GOAL OF THE EXERCISE ▸
Can you render every line of the listing below as a Markdown table with the columns "Row" and "Line", skipping any blank lines?

*** DATA TO PROCESS ***

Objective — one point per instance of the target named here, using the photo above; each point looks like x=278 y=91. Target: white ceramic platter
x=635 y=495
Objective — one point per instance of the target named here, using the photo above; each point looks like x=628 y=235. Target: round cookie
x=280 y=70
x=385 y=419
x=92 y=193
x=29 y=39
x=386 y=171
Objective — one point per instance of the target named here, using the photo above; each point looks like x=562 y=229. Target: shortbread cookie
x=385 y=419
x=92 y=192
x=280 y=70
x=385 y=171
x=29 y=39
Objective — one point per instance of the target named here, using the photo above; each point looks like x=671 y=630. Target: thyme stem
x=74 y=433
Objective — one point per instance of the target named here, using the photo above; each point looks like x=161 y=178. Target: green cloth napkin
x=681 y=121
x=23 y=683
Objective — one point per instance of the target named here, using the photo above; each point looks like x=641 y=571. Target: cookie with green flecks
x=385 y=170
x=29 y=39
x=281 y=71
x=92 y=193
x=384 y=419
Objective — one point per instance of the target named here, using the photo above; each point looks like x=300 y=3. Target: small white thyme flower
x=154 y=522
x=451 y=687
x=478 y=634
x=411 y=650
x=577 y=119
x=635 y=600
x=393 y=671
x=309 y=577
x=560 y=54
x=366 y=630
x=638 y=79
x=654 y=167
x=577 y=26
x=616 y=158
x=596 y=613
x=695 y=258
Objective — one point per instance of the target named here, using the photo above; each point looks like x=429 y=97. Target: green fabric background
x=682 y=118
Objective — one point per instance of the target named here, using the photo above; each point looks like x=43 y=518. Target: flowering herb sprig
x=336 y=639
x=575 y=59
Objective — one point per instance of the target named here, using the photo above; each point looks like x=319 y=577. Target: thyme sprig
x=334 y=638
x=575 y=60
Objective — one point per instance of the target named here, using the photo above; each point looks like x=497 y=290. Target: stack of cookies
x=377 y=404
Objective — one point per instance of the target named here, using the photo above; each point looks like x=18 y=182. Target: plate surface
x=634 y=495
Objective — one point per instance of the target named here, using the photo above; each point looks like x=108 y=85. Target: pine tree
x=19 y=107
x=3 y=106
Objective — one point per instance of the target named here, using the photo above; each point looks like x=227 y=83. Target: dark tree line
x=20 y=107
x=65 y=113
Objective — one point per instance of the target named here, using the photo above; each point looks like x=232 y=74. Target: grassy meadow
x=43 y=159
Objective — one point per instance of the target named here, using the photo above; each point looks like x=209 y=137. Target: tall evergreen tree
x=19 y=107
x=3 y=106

***

THE COMPLETED TASK ▸
| Row | Line |
|---|---|
| 1 | Objective — one point per instance of the target named here, using the photo above; each point looks like x=278 y=91. Target: white ceramic platter |
| 2 | x=635 y=495 |
| 3 | Objective — one point per instance of the target named here, using the photo above; each point looks like x=628 y=235. Target: round cookie |
| 4 | x=280 y=70 |
| 5 | x=385 y=419 |
| 6 | x=92 y=193 |
| 7 | x=29 y=39 |
| 8 | x=386 y=171 |
| 9 | Objective — one point per instance of the target named here, using the photo above; each point looks like x=562 y=229. Target: shortbread cookie |
| 10 | x=385 y=419 |
| 11 | x=92 y=192 |
| 12 | x=280 y=70 |
| 13 | x=385 y=171 |
| 14 | x=29 y=39 |
| 15 | Objective — one point per instance of the target named here, using the photo above; each point looks like x=671 y=630. Target: thyme stem |
| 16 | x=74 y=433 |
| 17 | Objective — one point per instance of the target named here, using the photo above; each point looks like x=161 y=178. Target: green cloth napkin |
| 18 | x=681 y=121 |
| 19 | x=23 y=683 |
| 20 | Objective — one point per instance of the target named here, using the photo above; each point looks like x=641 y=571. Target: cookie with green flecks |
| 21 | x=385 y=170 |
| 22 | x=29 y=39 |
| 23 | x=281 y=71 |
| 24 | x=92 y=193 |
| 25 | x=384 y=419 |
| 26 | Objective — one point per instance of the target named here, using the photo above; each point looks like x=300 y=3. Target: small white thyme flower |
| 27 | x=154 y=522 |
| 28 | x=451 y=687 |
| 29 | x=478 y=634 |
| 30 | x=411 y=650 |
| 31 | x=577 y=119 |
| 32 | x=635 y=600 |
| 33 | x=393 y=671 |
| 34 | x=309 y=577 |
| 35 | x=560 y=54 |
| 36 | x=366 y=630 |
| 37 | x=638 y=79 |
| 38 | x=654 y=167 |
| 39 | x=577 y=26 |
| 40 | x=616 y=158 |
| 41 | x=596 y=613 |
| 42 | x=695 y=258 |
| 43 | Objective — one point per instance of the target named here, using the photo above; each point looks like x=429 y=97. Target: green fabric background |
| 44 | x=682 y=118 |
| 45 | Objective — one point per instance of the target named here, using the photo above; each point looks like x=43 y=518. Target: flowering herb sprig |
| 46 | x=336 y=639 |
| 47 | x=575 y=59 |
| 48 | Objective — one point per instance of the target named here, using the photo above; each point looks like x=319 y=577. Target: thyme sprig |
| 49 | x=334 y=638 |
| 50 | x=575 y=60 |
| 51 | Objective — one point per instance of the target named here, using the photo above; each point looks like x=497 y=290. Target: stack of cookies |
| 52 | x=377 y=404 |
| 53 | Objective — one point per instance of the target named here, using the photo above; each point looks like x=18 y=182. Target: plate surface |
| 54 | x=634 y=495 |
| 55 | Objective — one point per instance of the target named here, using the photo above; each point looks like x=108 y=85. Target: pine tree |
| 56 | x=19 y=107 |
| 57 | x=3 y=106 |
| 58 | Objective — one point per instance of the target named here, using the photo above; each point looks like x=227 y=83. Target: dark tree line |
| 59 | x=20 y=107 |
| 60 | x=65 y=113 |
| 61 | Objective — one point per instance of the target named here, using the photo above; each point looks like x=232 y=74. Target: grassy meadow |
| 62 | x=43 y=159 |
| 63 | Objective — one point per instance of the target named here, using the photo above; each point looks like x=209 y=137. Target: tall evergreen tree |
| 64 | x=19 y=107 |
| 65 | x=3 y=106 |